§ **OBJETIVO**:
Troque "classe média" por "classe trabalhadora" no trecho da reportagem sobre a nova carta de Lula que abre com as palavras "2018. Ex-presidente tenta" e fecha com "um compromiss­o com a responsabi­lidade fiscal.", e escreva esse trecho de novo.

§ **TRECHO DO TEXTO**:
O Estado de S. Paulo

Carta mira a classe média

2018. Ex-presidente tenta recuperar apoios no segmento que culpa o PT pela crise e busca demarcar diferenças com governo Dilma, escolhida por ele para a sua sucessão em 2010

- Ricardo Galhardo / COLABOROU IGOR GIANNASI

Lula prepara nova versão da Carta ao Povo Brasileiro. O texto tem por objetivos resgatar a confiança da classe média e firmar compromiss­o com a responsabi­lidade fiscal.

O ex-presidente Luiz Inácio Lula da Silva, pré-candidato ao Planalto, prepara uma nova versão da Carta ao Povo Brasileiro. Segundo interlocut­ores de Lula, o alvo agora, ao contrário de 2002, não é o mercado financeiro, mas a classe média que culpa os governos do PT pela crise econômica. Lula quer fugir do rótulo de populista reafirmand­o um compromiss­o com a responsabi­lidade fiscal.

“Esta carta não será como a outra, que foi mais dirigida ao mercado. Desta vez a ideia é dialogar com o povo brasileiro”, disse o presidente do Instituto Lula, Paulo Okamotto.

Em conversas com colaborado­res, o ex-presidente tem se referido à ideia como “uma Carta ao Povo Brasileiro só que para o povo brasileiro mesmo”.

§ **DADOS FORNECIDOS**:
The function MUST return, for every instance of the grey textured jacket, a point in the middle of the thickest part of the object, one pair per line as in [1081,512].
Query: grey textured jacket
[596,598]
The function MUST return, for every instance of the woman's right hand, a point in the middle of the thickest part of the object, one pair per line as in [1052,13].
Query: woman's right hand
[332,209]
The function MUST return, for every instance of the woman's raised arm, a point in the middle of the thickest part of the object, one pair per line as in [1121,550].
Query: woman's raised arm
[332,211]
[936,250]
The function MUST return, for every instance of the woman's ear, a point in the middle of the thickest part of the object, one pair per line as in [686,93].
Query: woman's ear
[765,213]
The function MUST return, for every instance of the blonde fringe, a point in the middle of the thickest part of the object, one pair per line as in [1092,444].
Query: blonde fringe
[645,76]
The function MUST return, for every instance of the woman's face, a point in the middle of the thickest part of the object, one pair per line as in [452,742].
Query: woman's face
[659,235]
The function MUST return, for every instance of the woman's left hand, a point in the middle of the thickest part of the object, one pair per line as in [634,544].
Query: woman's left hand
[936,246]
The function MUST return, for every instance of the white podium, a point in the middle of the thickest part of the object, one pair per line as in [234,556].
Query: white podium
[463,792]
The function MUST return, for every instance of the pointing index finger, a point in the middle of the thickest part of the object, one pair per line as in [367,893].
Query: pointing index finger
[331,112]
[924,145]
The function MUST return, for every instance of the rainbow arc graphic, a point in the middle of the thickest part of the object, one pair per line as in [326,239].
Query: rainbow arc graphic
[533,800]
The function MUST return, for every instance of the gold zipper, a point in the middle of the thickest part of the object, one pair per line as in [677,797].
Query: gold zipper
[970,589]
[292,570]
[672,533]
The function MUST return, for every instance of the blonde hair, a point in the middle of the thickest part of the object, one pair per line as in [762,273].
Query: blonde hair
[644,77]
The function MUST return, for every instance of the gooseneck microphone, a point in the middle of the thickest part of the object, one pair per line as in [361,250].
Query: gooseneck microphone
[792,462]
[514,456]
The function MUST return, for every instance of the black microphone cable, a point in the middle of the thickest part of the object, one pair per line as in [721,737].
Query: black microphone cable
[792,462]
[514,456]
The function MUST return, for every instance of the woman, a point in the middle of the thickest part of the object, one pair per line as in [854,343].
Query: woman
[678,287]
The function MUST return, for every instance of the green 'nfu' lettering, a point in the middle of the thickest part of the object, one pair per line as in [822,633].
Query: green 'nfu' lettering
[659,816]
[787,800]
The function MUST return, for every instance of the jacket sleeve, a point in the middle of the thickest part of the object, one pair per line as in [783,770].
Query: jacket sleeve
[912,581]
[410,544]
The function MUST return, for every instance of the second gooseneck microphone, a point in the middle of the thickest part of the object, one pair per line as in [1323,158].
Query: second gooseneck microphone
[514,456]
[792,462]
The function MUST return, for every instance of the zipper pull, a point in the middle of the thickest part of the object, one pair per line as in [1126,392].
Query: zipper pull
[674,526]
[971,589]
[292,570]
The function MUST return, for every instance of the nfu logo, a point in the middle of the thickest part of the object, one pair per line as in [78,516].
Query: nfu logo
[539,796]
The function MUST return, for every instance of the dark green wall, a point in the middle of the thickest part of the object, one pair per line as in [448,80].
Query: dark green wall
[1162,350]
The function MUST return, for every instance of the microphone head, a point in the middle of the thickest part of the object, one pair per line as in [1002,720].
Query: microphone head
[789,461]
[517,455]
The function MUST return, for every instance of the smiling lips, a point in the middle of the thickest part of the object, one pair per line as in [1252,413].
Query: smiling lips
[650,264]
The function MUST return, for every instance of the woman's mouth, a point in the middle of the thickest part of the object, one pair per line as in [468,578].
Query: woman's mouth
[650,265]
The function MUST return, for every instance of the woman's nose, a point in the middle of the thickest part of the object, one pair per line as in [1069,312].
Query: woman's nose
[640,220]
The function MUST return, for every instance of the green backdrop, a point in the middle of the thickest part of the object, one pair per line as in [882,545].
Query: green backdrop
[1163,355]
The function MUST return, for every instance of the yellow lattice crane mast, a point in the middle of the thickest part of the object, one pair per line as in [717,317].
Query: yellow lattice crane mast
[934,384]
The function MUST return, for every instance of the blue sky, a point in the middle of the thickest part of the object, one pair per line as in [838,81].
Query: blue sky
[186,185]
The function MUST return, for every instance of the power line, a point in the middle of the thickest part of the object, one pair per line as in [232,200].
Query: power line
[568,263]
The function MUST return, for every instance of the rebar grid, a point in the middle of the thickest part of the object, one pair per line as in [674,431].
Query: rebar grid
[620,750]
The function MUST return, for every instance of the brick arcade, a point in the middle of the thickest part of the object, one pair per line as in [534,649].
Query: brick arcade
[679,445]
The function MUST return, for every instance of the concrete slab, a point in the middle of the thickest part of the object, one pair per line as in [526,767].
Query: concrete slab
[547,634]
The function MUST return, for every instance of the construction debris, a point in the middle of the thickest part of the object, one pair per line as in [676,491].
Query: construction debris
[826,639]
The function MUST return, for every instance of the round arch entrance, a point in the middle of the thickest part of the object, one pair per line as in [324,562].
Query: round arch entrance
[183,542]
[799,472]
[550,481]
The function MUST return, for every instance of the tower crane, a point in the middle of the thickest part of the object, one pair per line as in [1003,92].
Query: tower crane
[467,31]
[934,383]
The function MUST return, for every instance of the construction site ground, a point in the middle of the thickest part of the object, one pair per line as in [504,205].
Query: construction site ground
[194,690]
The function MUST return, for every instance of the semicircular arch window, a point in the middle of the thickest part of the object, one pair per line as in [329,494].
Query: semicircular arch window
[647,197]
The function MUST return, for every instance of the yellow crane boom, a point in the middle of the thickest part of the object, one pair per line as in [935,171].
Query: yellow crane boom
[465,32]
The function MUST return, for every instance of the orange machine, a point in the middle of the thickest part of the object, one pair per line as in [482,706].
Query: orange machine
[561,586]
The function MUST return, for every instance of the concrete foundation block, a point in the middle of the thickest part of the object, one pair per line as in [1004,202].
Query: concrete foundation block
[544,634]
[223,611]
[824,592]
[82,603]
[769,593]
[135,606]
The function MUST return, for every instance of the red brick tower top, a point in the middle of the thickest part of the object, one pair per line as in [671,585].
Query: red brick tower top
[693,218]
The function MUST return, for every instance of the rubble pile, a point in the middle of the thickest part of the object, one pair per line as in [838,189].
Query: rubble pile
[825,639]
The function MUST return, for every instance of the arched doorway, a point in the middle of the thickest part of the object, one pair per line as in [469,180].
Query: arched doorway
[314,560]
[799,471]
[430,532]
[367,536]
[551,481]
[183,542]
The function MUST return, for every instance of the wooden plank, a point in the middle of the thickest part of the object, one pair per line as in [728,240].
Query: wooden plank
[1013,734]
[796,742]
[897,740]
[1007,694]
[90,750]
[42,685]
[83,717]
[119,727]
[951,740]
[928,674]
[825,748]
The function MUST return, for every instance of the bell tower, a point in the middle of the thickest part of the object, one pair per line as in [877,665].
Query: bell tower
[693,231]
--
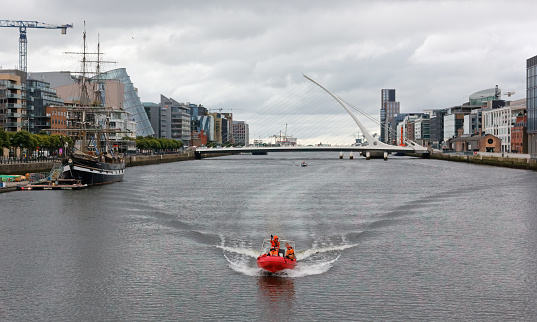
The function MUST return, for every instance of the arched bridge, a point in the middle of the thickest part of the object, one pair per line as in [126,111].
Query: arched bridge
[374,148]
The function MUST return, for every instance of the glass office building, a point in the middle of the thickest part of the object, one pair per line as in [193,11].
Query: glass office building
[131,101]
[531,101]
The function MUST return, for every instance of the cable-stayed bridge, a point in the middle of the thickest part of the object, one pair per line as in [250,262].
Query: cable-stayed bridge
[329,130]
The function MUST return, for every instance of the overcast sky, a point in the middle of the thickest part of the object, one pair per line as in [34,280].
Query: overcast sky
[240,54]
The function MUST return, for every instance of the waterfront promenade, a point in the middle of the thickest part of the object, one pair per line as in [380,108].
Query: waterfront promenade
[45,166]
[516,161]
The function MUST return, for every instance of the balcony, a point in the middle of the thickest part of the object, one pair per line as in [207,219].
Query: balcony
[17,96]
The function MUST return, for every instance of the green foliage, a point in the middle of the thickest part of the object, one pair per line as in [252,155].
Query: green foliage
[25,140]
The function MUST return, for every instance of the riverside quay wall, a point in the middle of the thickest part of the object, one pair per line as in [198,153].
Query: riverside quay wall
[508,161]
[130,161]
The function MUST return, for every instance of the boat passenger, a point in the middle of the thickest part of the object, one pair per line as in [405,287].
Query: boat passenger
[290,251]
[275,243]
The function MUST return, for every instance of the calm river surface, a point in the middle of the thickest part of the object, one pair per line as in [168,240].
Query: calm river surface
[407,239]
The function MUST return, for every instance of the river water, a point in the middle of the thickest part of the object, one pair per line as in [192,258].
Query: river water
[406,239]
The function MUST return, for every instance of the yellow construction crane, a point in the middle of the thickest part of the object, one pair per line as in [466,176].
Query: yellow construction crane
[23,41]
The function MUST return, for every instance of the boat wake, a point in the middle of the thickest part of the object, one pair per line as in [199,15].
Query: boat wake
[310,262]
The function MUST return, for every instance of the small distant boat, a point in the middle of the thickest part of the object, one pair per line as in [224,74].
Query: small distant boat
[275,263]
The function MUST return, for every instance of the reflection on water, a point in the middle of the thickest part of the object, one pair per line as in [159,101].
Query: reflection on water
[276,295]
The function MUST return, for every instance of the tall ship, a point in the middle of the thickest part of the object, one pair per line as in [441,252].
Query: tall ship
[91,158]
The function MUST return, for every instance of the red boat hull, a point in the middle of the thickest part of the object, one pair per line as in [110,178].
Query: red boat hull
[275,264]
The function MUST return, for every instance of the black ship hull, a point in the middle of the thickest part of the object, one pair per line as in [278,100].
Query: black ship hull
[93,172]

§ **SOLUÇÃO**:
2018. Ex-presidente tenta recuperar apoios no segmento que culpa o PT pela crise e busca demarcar diferenças com governo Dilma, escolhida por ele para a sua sucessão em 2010

- Ricardo Galhardo / COLABOROU IGOR GIANNASI

Lula prepara nova versão da Carta ao Povo Brasileiro. O texto tem por objetivos resgatar a confiança da classe trabalhadora e firmar compromiss­o com a responsabi­lidade fiscal.

O ex-presidente Luiz Inácio Lula da Silva, pré-candidato ao Planalto, prepara uma nova versão da Carta ao Povo Brasileiro. Segundo interlocut­ores de Lula, o alvo agora, ao contrário de 2002, não é o mercado financeiro, mas a classe trabalhadora que culpa os governos do PT pela crise econômica. Lula quer fugir do rótulo de populista reafirmand­o um compromiss­o com a responsabi­lidade fiscal.